___ The input

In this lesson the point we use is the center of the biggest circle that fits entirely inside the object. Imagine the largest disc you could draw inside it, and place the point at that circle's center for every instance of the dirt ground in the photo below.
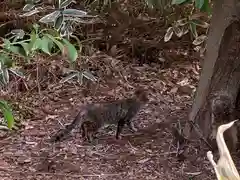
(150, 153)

______
___ The input

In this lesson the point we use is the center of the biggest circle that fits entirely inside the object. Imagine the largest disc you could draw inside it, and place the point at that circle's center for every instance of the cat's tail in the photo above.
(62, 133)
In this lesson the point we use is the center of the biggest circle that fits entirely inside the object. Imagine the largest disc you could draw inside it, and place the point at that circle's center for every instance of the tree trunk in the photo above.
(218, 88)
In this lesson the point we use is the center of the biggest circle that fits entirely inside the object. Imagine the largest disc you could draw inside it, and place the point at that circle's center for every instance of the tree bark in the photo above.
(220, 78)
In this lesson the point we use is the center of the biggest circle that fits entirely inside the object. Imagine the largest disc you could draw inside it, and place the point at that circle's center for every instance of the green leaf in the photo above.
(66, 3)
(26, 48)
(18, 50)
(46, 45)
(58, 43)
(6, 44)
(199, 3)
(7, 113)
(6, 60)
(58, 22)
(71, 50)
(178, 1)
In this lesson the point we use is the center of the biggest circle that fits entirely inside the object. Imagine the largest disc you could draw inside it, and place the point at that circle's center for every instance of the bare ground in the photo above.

______
___ The input

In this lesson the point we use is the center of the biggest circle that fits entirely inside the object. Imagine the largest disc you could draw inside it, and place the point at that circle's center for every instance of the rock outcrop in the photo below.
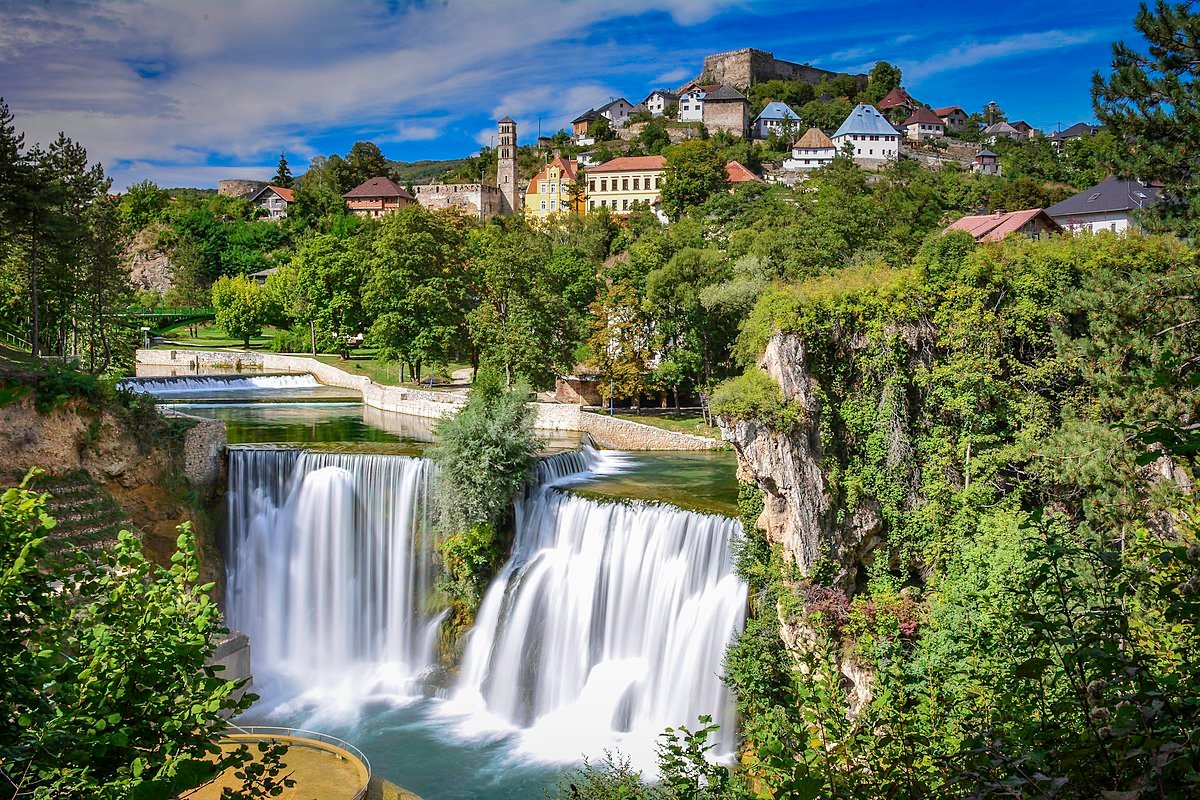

______

## Requirements
Rewrite the material between the lines holding "trunk in the photo above." and "ground in the photo above.", inclusive, with the requests included, shifting every point coordinate in the answers up by 120.

## Task answer
In this lesson the point we use is the center of the biggest circle that fits entirely inside the object. Imagine the largest disc you could draw inside it, and place the point at that circle's center for every instance of the tree trunk in the photo above.
(338, 208)
In this lesson the point we use is the center of the biggest circle that fits entirely inside the object. Imagine the largest disc you could draw inside it, and place the point at that circle's center for every instance of the tree bark in the photo above.
(340, 198)
In this lesson the point we use is the center of the biggest circle that fits entirely inside the object. Imagine the largest disc you could draw inside it, and place the point at that circle's center for every instance of the green leaf in the photo above.
(186, 123)
(146, 168)
(138, 170)
(166, 165)
(178, 163)
(126, 164)
(319, 123)
(127, 233)
(126, 180)
(178, 142)
(191, 170)
(298, 121)
In this lesson the point we use is the center of the biggest circle that fits entirely inside the object. Imagine the largest disc you could draw inside it, and place the point at that circle's center for every instance of the bare ground in the photo above.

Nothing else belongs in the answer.